**Image point grounding data**
☆ ☆ ☆ ☆ ☆ ☆ ☆
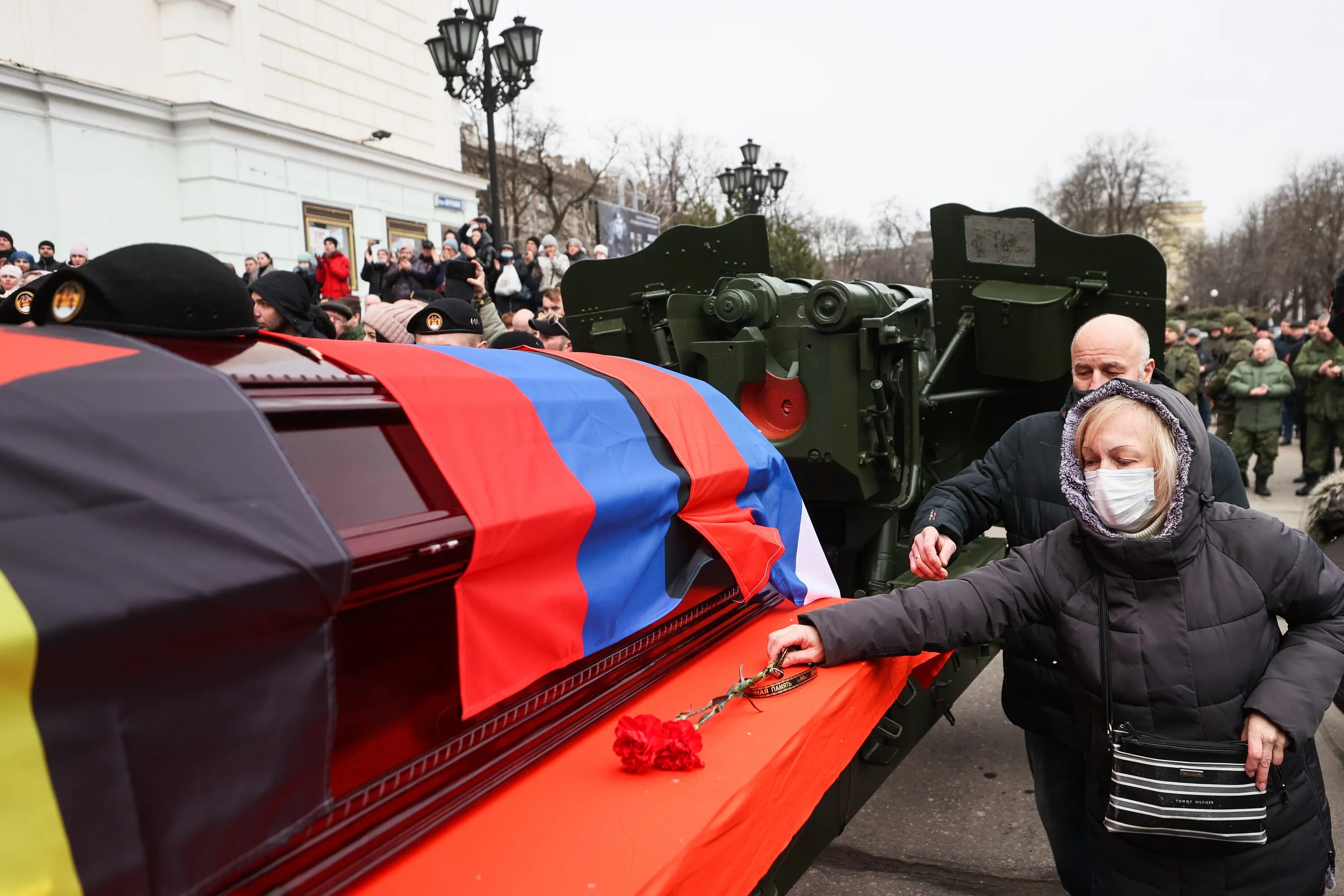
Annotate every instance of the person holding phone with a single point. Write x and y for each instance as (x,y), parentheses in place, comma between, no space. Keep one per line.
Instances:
(405,279)
(375,268)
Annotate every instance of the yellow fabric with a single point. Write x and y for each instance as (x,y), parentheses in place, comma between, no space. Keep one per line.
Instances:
(35,857)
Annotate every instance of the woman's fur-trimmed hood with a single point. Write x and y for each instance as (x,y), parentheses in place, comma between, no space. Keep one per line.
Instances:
(1194,476)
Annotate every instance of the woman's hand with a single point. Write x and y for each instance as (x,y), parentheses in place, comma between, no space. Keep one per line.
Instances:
(1265,746)
(929,554)
(804,637)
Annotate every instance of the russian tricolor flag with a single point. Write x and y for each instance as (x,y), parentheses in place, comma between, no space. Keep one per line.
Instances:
(597,487)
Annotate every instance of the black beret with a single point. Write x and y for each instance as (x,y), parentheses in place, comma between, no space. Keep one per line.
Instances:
(445,316)
(152,289)
(17,308)
(517,339)
(549,326)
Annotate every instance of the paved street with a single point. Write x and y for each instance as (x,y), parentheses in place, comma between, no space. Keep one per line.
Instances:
(976,831)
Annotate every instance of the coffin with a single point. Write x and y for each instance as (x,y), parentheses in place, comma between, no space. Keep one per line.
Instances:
(404,755)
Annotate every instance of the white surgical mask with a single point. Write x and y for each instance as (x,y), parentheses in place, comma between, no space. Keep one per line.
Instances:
(1123,499)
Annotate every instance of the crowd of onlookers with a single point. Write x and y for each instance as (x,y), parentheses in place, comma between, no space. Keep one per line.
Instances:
(518,288)
(1260,385)
(510,288)
(19,268)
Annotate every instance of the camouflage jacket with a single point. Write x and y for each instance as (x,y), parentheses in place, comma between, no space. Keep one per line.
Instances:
(1182,369)
(1236,351)
(1260,413)
(1324,396)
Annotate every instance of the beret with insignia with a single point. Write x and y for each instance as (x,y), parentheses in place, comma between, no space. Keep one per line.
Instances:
(445,316)
(151,289)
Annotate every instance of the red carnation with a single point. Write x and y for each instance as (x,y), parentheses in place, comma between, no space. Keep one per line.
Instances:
(682,747)
(639,742)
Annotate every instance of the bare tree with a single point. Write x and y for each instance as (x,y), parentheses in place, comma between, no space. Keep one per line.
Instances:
(1120,185)
(676,177)
(539,189)
(1283,254)
(894,248)
(843,245)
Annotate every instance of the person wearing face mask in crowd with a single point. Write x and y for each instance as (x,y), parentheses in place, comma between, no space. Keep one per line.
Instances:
(1189,590)
(47,257)
(10,277)
(1017,485)
(1260,385)
(375,268)
(510,289)
(551,264)
(23,261)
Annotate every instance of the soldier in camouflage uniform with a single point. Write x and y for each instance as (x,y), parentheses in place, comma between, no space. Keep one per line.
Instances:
(1260,385)
(1182,365)
(1238,342)
(1320,365)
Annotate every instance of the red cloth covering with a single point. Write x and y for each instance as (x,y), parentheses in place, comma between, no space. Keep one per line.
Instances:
(577,824)
(26,354)
(514,626)
(718,473)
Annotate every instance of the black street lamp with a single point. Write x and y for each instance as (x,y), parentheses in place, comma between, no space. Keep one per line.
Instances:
(455,49)
(749,187)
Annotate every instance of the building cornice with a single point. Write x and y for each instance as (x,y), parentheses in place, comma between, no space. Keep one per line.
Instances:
(43,95)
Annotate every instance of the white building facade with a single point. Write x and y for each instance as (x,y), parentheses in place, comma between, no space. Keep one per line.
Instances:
(230,125)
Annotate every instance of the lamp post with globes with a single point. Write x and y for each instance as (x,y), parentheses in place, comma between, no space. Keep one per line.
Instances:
(455,49)
(749,187)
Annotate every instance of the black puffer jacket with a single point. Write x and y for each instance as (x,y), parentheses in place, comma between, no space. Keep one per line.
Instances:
(1194,648)
(1017,485)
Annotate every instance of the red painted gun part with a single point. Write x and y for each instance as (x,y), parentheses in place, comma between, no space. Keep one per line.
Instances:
(776,406)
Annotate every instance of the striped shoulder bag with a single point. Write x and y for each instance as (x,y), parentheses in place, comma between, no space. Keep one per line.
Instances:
(1176,788)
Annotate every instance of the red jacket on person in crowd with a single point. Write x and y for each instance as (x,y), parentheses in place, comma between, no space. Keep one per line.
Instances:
(334,275)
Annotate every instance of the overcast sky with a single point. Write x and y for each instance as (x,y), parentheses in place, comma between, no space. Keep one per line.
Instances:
(969,101)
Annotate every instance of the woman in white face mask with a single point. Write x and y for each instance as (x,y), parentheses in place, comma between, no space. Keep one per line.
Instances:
(1194,663)
(1129,465)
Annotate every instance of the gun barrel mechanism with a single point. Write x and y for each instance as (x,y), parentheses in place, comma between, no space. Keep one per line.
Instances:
(871,392)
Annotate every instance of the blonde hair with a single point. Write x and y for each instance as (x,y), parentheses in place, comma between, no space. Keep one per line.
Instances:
(1152,431)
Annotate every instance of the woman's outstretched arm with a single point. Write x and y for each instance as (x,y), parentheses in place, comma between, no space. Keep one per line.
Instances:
(980,606)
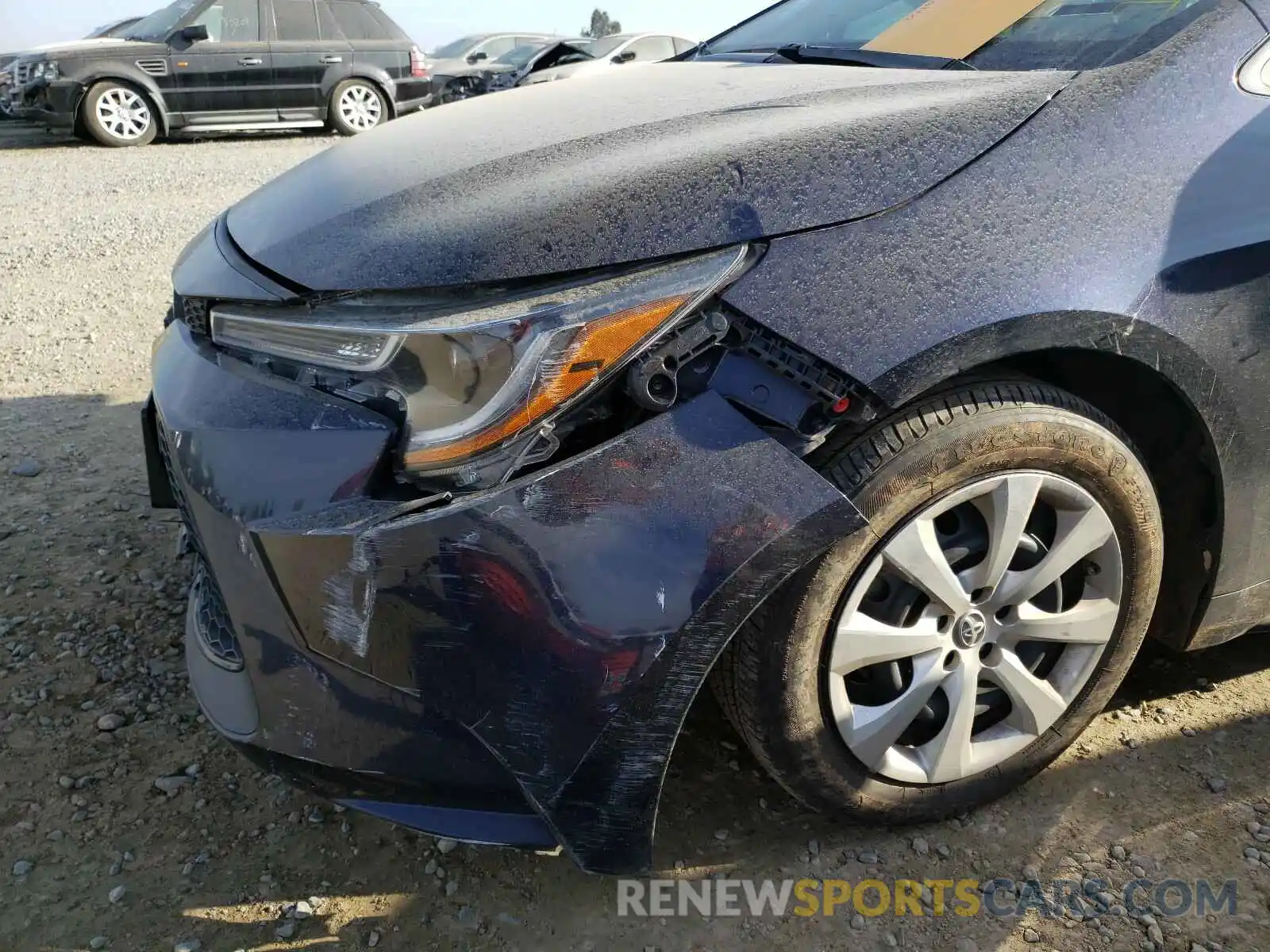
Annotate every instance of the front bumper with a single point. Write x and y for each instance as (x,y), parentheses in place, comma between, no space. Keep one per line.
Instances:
(50,103)
(510,668)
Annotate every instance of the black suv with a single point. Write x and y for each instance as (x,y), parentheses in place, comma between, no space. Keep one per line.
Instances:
(228,65)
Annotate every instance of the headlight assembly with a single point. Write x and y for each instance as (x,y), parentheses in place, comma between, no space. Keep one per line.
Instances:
(474,378)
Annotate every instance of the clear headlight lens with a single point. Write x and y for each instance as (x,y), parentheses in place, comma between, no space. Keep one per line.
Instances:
(474,378)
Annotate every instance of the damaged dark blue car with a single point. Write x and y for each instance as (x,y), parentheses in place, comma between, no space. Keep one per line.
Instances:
(893,368)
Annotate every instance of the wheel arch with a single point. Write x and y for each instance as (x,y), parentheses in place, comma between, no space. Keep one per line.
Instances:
(137,80)
(1157,389)
(376,78)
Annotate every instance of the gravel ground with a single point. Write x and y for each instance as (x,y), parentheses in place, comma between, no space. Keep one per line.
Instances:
(126,824)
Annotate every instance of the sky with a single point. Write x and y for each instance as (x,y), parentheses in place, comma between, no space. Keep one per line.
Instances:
(25,23)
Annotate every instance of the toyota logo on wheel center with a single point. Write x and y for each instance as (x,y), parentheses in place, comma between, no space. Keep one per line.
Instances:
(971,628)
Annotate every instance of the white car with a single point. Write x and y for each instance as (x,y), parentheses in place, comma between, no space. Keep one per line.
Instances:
(611,52)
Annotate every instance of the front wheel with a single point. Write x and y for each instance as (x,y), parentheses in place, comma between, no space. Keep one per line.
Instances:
(117,114)
(946,654)
(357,107)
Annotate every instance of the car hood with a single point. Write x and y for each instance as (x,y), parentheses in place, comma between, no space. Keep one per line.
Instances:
(573,69)
(452,67)
(633,165)
(102,44)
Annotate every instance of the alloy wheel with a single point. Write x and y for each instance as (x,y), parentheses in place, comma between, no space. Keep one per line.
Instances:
(975,628)
(124,114)
(361,107)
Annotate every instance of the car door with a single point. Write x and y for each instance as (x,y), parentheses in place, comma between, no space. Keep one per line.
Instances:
(306,60)
(226,79)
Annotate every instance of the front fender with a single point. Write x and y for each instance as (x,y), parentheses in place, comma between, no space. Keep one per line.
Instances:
(130,74)
(575,672)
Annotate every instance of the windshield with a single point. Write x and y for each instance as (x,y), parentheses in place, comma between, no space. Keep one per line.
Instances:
(1072,35)
(603,48)
(452,51)
(160,25)
(521,55)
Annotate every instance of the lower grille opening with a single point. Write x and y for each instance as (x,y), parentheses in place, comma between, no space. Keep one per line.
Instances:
(213,621)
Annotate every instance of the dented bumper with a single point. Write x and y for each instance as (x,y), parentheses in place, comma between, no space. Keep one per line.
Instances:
(512,666)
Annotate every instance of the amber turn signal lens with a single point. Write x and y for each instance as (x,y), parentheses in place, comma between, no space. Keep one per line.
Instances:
(595,351)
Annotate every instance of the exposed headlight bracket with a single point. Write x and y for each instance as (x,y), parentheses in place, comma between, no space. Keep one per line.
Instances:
(653,382)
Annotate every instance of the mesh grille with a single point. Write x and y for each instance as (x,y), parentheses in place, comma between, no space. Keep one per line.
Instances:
(194,313)
(213,621)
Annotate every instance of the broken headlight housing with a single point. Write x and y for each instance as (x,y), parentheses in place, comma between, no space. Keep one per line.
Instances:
(475,378)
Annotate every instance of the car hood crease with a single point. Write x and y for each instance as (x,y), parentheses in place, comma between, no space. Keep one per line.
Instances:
(651,163)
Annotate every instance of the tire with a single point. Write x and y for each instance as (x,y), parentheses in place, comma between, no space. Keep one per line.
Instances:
(118,114)
(357,106)
(776,679)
☆ ☆ ☆ ☆ ☆ ☆ ☆
**Exercise requirements**
Gather each line in the entries above where the string "black" is found.

**Response**
Annotate every instance of the black beret with a single point. Write x and y for each instance as (x,y), parentheses in place, comma between, no space. Keep one per line.
Annotate every instance of the black street lamp with a single point. Write x and y for each instance as (x,y), parentheses in place, comma between, no space. Keep one per line.
Annotate every instance of the black puffer jacket with a single point. Write x and y for each instance as (x,y), parentheses in place, comma between, no space. Keep one per line.
Annotate every instance of the black suv with a single point. Write x and y for each instance as (x,y), parentheses in place, comma between, no space. Keep one per line.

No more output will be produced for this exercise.